_What the exercise asks:_ Return every line of the data below word for word, including the punctuation.

_Data records:_
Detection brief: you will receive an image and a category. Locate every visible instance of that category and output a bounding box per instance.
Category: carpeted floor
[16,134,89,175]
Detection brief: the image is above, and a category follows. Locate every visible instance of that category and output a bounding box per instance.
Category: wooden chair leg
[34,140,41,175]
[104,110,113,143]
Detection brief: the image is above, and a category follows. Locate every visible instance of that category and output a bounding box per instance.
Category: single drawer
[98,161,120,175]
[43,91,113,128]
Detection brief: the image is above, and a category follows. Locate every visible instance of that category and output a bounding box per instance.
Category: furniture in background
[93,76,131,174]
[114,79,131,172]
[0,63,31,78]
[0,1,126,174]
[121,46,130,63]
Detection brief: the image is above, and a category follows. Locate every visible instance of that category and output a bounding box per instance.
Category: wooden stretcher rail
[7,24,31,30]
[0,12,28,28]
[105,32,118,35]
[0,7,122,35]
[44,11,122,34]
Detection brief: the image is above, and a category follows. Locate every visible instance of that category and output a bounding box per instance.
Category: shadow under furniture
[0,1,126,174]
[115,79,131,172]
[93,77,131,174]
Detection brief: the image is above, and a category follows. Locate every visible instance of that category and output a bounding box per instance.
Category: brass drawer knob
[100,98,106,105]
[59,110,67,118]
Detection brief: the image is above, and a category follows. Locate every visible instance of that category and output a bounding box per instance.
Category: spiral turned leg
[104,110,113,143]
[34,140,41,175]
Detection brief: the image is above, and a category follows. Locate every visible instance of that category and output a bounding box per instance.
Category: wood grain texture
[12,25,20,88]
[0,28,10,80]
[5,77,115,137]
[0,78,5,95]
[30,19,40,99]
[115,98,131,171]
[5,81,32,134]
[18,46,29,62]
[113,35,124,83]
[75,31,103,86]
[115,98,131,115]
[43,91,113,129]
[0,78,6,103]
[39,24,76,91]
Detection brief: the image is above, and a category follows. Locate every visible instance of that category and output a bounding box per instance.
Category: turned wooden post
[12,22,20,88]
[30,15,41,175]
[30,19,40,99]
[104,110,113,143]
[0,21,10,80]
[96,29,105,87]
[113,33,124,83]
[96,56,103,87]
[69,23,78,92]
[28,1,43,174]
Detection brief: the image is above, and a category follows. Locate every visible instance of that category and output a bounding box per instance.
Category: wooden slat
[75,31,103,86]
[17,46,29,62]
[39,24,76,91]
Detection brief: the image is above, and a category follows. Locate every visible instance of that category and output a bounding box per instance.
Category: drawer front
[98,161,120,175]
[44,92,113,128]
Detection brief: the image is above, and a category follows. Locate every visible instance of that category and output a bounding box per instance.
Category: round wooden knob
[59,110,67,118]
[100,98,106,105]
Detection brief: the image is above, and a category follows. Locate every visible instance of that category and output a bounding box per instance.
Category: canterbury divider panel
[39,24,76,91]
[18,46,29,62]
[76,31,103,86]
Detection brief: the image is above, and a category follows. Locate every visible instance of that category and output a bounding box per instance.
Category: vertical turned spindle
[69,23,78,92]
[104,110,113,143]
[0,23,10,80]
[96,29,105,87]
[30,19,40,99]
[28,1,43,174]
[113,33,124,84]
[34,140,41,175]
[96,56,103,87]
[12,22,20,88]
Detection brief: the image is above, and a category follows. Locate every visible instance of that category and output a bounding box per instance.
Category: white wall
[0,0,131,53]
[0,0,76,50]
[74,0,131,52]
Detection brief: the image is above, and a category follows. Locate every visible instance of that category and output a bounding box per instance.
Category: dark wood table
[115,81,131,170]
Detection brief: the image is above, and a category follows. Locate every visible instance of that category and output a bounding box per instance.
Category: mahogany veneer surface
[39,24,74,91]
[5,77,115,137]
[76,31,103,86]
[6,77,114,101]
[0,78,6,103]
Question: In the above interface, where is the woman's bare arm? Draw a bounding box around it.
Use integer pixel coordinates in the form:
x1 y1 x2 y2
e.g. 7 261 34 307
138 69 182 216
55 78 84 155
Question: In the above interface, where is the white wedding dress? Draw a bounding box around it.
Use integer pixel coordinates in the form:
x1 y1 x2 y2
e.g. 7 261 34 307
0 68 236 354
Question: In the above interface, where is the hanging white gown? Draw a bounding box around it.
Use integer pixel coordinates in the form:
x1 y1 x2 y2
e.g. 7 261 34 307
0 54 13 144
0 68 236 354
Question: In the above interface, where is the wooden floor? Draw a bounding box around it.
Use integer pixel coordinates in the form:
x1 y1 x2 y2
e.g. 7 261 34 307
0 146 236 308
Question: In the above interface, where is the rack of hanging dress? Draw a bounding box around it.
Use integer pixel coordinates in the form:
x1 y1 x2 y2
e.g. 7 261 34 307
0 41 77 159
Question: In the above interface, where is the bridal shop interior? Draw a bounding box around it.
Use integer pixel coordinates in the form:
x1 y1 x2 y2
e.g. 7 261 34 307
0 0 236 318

_Exercise output:_
Detection brief: you will receive an image and a category. Locate every visible instance of that category and output a bounding box per instance.
Category: carpeted floor
[16,134,89,175]
Detection brief: the image is above, and a category follows. Locate every visible instance of that category and output a bounding box per instance.
Category: wooden chair leg
[34,140,41,175]
[104,110,113,143]
Detection brief: the image is above, and a category follows. Locate every visible instance of that category and output a bounding box per instance.
Category: single drawer
[98,161,120,175]
[43,91,113,128]
Detection brief: the image is above, and a category follows. Locate every visible instance of that category and output a bounding box per instance.
Category: furniture in background
[93,76,131,174]
[114,79,131,172]
[0,63,31,78]
[0,1,126,174]
[121,46,130,63]
Detection brief: the image is above, and a category follows. Locate every visible instance of that category and output a bounding box per instance.
Category: wooden stretcher rail
[7,24,31,30]
[0,12,28,28]
[105,32,118,35]
[0,7,122,35]
[44,11,122,34]
Detection brief: the image is above, and a category follows. Locate every visible instance of that category and output a bounding box per instance.
Category: shadow under furniture
[0,1,126,174]
[115,79,131,172]
[93,77,131,174]
Detection brief: the image is above, and a category follows. Locate every visible instance of that category and output a bounding box per instance.
Category: brass drawer knob
[100,98,106,105]
[59,110,67,118]
Detection brief: the image is above, and a category follows. Locate every visible instance of that category and output a bounding box per instance.
Category: spiral turned leg
[104,110,113,143]
[34,140,41,175]
Detection brief: the image is above, and a category follows. Locate every visible instance of that category and output a bounding box per instance.
Category: wood grain texture
[12,25,20,88]
[0,28,10,80]
[5,77,115,137]
[0,78,5,95]
[30,19,40,99]
[115,98,131,171]
[5,81,32,134]
[18,46,29,62]
[113,35,124,83]
[75,31,103,86]
[115,98,131,115]
[43,91,113,129]
[0,78,6,103]
[39,24,76,91]
Detection brief: the image is above, and a category follows. Locate every visible instance of that category and output a bounding box per instance.
Category: turned wooden post
[12,22,20,88]
[30,15,41,175]
[30,19,40,99]
[104,110,113,143]
[0,21,10,80]
[96,29,105,87]
[113,33,124,83]
[96,56,103,87]
[69,23,78,92]
[28,1,43,174]
Detection brief: the image is above, and a category follows. Locate every visible instance of that category and output a bounding box per instance.
Category: wooden slat
[75,31,103,86]
[17,46,29,62]
[39,24,76,91]
Detection brief: the image is above, and a category follows. Locate every visible instance of that category and output a bounding box per instance.
Category: drawer front
[98,161,120,175]
[44,92,113,128]
Detection brief: the image is above, and a category follows. Locate every visible instance of that category and output a bounding box per instance.
Category: round wooden knob
[59,110,67,118]
[100,98,106,105]
Detection brief: the image is above, and a category follows. Locate every visible instance of that category and output a bounding box per instance.
Category: canterbury divider panel
[39,24,76,91]
[18,46,29,62]
[76,31,103,86]
Detection brief: the image is above, and a category follows. Locate every visible instance of that category and output a bounding box per instance.
Category: vertical turned spindle
[69,23,78,92]
[104,110,113,143]
[0,23,10,80]
[96,29,105,87]
[30,19,40,99]
[28,1,43,174]
[113,33,124,84]
[34,140,41,175]
[96,56,103,87]
[12,22,20,88]
Detection brief: the image is above, and a category follows. Locate every visible instance of that category and output a bounding box per instance.
Category: white wall
[0,0,131,53]
[0,0,76,50]
[74,0,131,52]
Detection brief: the image is above, and a category follows. Locate every visible instance of that category and output a bounding box per instance.
Category: dark wood table
[115,81,131,170]
Detection brief: the image is above, and a category follows. Locate every visible instance of that category and output a bounding box per instance.
Category: mahogany veneer surface
[39,24,74,91]
[5,77,115,137]
[76,31,103,86]
[6,77,114,101]
[0,78,6,103]
Question: In the above interface, where is the woman's bare arm? Draw a bounding box around it.
Use integer pixel coordinates in the form:
x1 y1 x2 y2
e.g. 7 261 34 307
138 69 182 216
55 78 84 155
Question: In the above interface, where is the white wedding dress? Draw a bounding box around it.
Use integer pixel coordinates in the form:
x1 y1 x2 y2
e.g. 7 261 34 307
0 68 236 354
Question: In the above interface, where is the hanging white gown? Draw a bounding box around it.
Use integer pixel coordinates in the form:
x1 y1 x2 y2
e.g. 7 261 34 307
0 54 13 144
0 68 236 354
Question: In the above interface, where is the wooden floor? Draw a bounding box around it.
Use integer pixel coordinates in the form:
x1 y1 x2 y2
e.g. 7 261 34 307
0 146 236 308
Question: In the above interface, where is the rack of hanging dress? Draw a bounding box around it.
Use integer pixel coordinates in the form:
x1 y1 x2 y2
e.g. 7 261 34 307
0 41 77 159
Question: In the above interface, where is the bridal shop interior? Draw a bounding box around it.
Use integer pixel coordinates in the form:
x1 y1 x2 y2
e.g. 7 261 34 307
0 0 236 318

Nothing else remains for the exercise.